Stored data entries
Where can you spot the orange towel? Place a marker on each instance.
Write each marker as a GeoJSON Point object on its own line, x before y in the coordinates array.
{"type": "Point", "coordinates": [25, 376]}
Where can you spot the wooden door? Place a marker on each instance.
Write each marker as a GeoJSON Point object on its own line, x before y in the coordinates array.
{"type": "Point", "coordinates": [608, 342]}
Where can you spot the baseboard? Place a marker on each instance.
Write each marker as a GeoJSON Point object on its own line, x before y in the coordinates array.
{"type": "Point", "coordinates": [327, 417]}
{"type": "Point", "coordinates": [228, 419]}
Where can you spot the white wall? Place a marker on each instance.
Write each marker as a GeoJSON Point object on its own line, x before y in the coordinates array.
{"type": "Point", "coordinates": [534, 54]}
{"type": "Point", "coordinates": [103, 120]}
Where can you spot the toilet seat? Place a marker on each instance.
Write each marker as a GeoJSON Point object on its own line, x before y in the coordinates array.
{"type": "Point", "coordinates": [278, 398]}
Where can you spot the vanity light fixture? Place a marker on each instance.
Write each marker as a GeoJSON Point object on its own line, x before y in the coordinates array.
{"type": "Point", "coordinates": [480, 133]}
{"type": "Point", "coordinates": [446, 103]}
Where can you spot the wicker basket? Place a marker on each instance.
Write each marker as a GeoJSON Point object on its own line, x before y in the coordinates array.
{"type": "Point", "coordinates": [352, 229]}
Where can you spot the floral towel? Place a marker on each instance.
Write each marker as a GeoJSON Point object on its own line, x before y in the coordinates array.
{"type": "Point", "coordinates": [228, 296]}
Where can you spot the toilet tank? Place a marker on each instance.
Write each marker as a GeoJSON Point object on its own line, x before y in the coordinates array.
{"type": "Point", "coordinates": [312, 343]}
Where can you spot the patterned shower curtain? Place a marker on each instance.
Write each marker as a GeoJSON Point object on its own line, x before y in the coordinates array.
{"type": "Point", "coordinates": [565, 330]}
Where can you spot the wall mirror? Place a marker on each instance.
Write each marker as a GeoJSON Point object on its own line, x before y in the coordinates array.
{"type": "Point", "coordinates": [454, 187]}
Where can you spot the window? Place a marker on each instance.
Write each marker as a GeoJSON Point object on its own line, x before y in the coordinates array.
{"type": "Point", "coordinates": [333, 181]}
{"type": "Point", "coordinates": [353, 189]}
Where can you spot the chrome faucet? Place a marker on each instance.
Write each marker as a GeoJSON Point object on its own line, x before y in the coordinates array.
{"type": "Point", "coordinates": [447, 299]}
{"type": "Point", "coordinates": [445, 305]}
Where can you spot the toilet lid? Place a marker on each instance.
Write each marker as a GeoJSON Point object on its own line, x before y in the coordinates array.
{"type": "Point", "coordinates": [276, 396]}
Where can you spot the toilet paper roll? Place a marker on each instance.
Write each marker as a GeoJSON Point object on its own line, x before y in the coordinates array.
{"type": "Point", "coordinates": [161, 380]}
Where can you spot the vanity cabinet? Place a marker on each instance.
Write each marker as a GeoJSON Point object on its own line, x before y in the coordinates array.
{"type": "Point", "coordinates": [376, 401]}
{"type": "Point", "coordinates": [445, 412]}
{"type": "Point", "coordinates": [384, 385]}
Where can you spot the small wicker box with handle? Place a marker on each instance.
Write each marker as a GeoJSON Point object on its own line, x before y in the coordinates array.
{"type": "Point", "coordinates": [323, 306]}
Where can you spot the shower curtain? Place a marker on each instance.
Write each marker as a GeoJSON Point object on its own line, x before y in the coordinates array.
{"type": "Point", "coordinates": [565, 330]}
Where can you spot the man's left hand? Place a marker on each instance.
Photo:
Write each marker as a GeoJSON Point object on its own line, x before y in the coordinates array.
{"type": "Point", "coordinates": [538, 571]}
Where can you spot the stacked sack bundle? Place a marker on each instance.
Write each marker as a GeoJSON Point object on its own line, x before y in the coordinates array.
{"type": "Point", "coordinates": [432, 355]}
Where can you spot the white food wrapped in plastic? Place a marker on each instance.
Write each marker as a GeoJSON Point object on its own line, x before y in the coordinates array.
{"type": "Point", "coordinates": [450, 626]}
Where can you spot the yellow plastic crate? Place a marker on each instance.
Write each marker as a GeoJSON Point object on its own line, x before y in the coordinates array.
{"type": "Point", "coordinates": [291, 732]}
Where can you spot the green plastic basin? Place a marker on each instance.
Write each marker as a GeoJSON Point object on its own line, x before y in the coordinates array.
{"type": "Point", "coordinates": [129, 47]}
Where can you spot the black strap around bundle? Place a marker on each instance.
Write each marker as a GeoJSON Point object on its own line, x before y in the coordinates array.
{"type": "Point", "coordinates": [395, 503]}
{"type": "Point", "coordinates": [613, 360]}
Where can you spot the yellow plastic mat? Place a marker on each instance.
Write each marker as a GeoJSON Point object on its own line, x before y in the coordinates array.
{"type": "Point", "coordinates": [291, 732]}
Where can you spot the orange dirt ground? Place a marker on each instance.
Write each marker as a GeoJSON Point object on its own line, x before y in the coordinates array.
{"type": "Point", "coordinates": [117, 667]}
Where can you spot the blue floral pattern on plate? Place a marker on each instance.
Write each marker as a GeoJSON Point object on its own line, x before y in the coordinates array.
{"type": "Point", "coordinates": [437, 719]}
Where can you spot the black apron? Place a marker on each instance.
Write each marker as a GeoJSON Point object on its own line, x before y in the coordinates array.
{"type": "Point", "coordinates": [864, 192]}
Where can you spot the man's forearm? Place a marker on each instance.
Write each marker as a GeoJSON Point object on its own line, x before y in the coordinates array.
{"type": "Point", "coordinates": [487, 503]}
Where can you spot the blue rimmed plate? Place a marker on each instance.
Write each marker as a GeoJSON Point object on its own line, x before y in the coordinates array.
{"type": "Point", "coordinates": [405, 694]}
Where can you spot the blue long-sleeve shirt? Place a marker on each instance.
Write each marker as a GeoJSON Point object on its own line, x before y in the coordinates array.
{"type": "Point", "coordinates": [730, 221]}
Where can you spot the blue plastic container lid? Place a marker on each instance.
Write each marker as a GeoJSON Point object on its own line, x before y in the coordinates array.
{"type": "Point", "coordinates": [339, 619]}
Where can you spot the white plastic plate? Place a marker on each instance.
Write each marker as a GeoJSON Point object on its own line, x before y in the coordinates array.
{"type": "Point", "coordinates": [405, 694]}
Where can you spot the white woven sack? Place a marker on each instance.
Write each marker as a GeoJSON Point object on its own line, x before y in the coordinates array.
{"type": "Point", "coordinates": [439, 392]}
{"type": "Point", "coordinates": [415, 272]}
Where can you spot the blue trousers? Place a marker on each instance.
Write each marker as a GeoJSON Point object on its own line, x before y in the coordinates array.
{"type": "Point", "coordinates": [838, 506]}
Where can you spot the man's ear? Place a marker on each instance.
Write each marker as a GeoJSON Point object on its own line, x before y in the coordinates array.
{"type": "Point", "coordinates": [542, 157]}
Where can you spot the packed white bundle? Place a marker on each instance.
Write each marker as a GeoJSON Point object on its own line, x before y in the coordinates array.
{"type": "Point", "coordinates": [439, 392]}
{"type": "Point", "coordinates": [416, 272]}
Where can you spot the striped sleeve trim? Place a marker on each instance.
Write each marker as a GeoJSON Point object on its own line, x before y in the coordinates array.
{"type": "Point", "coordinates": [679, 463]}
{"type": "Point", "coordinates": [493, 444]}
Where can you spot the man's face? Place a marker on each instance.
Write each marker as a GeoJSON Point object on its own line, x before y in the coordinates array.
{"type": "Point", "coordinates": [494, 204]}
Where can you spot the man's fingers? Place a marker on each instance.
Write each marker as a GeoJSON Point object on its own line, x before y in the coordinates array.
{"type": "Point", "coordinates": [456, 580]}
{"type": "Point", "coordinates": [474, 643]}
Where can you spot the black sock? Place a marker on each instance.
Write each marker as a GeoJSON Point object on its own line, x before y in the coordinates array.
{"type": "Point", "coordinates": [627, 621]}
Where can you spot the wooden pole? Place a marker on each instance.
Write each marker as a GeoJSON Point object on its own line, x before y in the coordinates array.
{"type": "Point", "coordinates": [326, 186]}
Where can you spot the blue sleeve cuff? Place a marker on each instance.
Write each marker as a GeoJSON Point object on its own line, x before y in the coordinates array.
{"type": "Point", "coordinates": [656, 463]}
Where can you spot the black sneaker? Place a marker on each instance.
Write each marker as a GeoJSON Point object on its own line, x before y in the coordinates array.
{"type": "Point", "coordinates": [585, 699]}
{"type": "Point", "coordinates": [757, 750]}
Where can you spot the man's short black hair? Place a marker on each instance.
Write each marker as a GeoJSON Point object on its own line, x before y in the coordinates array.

WHAT YOU WILL DO: Copy out, word for word, every line from the one containing "Where can you spot the blue sleeve" through the last line of the rows, including both of those lines.

FINAL RESULT:
Where can you spot the blue sleeve cuff? Place a marker on each instance.
Write each marker as a GeoJSON Point object on its own line, x before y in the coordinates array.
{"type": "Point", "coordinates": [656, 463]}
Where can you spot the black sneaker? Place a marker on each instance.
Write each marker as a GeoJSON Point object on its own line, x before y in the coordinates array.
{"type": "Point", "coordinates": [585, 699]}
{"type": "Point", "coordinates": [757, 750]}
Where can you spot the man's short black hair? Place a marker on each instance.
Write each marker as a GeoJSON Point object on its own line, x before y in the coordinates array.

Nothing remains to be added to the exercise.